§ **AUFGABEN**
- 1) Prüfe anhand des Berichts über das Theaterfest von Motif, ob die folgenden Aussagen zutreffen: (a) Das Stück ist bis Sonntag, 15. Juni, im Theater Kosmos zu sehen. (b) Yener Polat führt bei dem Stück Regie. (c) Das Neugeborene der Familie Öztürk erhält den Namen Anita. Antworte jeweils mit Ja oder Nein und zitiere die entscheidenden Worte wörtlich.
- 2) Wer ist laut dem Bericht über das Theaterfest von Motif der Gründer des Vereins?
- 3) Setze den Bericht über das Theaterfest von Motif im Anschluss an seinen letzten Satz fort.

§ **TEXTAUSZUG**
####################
Rosen für Yener Polat
Der interkulturelle Verein Motif feiert seinen 20. Geburtstag mit einem herzerwärmenden Theaterfest
Eine fröhliche Gesellschaft an langer, festlich geschmückter Tafel, bunte Luftballons, farbige Gläser, Kerzen, Luftschlangen, aber einer fehlt: Der Ehrengast, der hier überrascht werden soll, will einfach nicht erscheinen. „Können wir jetzt nicht endlich die Torte ...?“ Für diese Frage gibt es von allen Seiten ein lautstarkes: „Nein!“ „Und warum sitzen wir hier aufgefädelt wie beim Letzten Abendmahl? Ich möcht' ein Gegenüber“, mault einer. „Das ist Theater, Mann, kein Film!“ Theater hat eigene Regeln, und Theaterspielen entfacht eine Leidenschaft, die man im professionellen Theater selten so strahlend spürt. „Hirtensalat und Torte“ ist bis Sonntag, 15. Juni, im Theater Kosmos zu sehen.
„Man könnte doch einmal einen echten Klassiker ...“ Es gibt da einen an der Festtafel, der hätte schon den Ehrgeiz dazu. Er nimmt einen weißen Luftballon, hält ihn am gestreckten Arm vor das Gesicht – und das Publikum kichert: Jetzt kommt wohl der Hamlet-Monolog. Und zack! Er kommt. Wobei der weiße Luftballon sich als vielseitig verwendbares Requisit erweist. Er kann auch das Neugeborene der Familie Öztürk sei. Dass das Kind ausgerechnet den Namen Anita bekommt, gehört zu den charmanten Pointen, mit denen die Szenenfolge gespickt ist.
Gastarbeiterroute
Der Gründer und Mastermind von Motif, Yener Polat, hatte die Idee, den runden Geburtstag mit einem Potpourri aus Szenen früherer Stücke zu feiern. Regisseurin Heidi Salmhofer fügt die von Autor:innen wie Daniela Egger, Wolfgang Mörth, Amos Postner und Serpil Polat geschriebenen Szenen zu einem stimmigen Ganzen zusammen. Da spielen die wartenden Feierlustigen einander Szenen aus dem migrantischen Alltag vor. Es geht um Krankenhausbesuche, endlose Fahrten auf der „Gastarbeiterroute“ zu den Ferien in der Türkei, überfallsartige Polizeikontrollen oder nervige Skikurse. So eine Skiwoche kann für ein Kind nämlich voll der Stress sein, auch wenn sich die Eltern den reinen Spaß dabei vorstellen.
####################
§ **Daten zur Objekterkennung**
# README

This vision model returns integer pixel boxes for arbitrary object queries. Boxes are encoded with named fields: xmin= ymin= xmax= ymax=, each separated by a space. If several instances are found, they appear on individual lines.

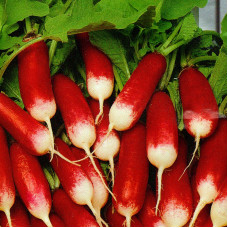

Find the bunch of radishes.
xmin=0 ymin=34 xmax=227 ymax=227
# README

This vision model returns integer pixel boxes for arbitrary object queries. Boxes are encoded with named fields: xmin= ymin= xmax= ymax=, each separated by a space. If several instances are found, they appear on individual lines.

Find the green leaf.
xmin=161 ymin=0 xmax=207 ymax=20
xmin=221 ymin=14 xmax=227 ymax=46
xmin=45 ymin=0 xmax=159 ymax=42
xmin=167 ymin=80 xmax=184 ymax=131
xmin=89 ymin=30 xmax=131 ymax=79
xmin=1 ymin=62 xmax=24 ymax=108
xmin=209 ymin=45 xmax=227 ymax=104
####################
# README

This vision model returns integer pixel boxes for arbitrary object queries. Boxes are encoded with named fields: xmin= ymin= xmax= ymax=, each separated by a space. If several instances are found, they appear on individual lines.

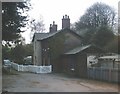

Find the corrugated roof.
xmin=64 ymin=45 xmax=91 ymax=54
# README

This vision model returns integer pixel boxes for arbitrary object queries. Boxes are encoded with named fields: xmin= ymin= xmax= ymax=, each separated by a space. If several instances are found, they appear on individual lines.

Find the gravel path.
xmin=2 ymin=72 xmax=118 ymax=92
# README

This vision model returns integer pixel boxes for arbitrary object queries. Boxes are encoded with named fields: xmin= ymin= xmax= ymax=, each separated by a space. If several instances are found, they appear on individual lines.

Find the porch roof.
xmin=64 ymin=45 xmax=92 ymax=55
####################
§ **LÖSUNGEN NACH AUFGABEN**
- 1)
(a) Ja: „„Hirtensalat und Torte“ ist bis Sonntag, 15. Juni, im Theater Kosmos zu sehen.“
(b) Nein: „Regisseurin Heidi Salmhofer fügt die von Autor:innen wie Daniela Egger, Wolfgang Mörth, Amos Postner und Serpil Polat geschriebenen Szenen zu einem stimmigen Ganzen zusammen.“
(c) Ja: „Dass das Kind ausgerechnet den Namen Anita bekommt“

- 2) Yener Polat

- 3)
In ihrer Ecke stimmen Serkan und Elif Duman – das Musikantenduo, das bisweilen durch Sinan Akar verstärkt wird - den Oldie „Shifoan“ von Wolfgang Ambros an, und das ganze Ensemble stimmt ein. Verhaltene Ironie, bittersüße Komik auch, wenn von den zu Saz und Gitarre betörend schön gesungenen türkischen Liedern die heimliche Landeshymne „Oho Vorarlberg“ ein Plätzchen bekommt.
An der Festtafel bezaubert das 18-köpfige Ensemble mit seiner Spielfreude, tanzt, erzählt, parodiert, wagt ein paar lebende Bilder und versprüht einen Charme, der zu Herzen geht. Nach stürmischem Applaus des Publikums bedanken sich seitens der Stadt Bregenz Reinhold Einwallner und seitens des Landes Kulturstadträtin Barbara Schöbi-Fink bei einem Ensemble, das mehr für gelungene Integration geleistet hat, als wir geahnt haben. Und Barbara Schöbi-Fink legt eine Rose auf den leeren Sessel von Serpil Polat, die viel zu früh von uns gegangen ist. Dass Rosen auch ihrem Witwer, dem Motif-Gründer Yener Polat gebüren, versteht sich von selbst.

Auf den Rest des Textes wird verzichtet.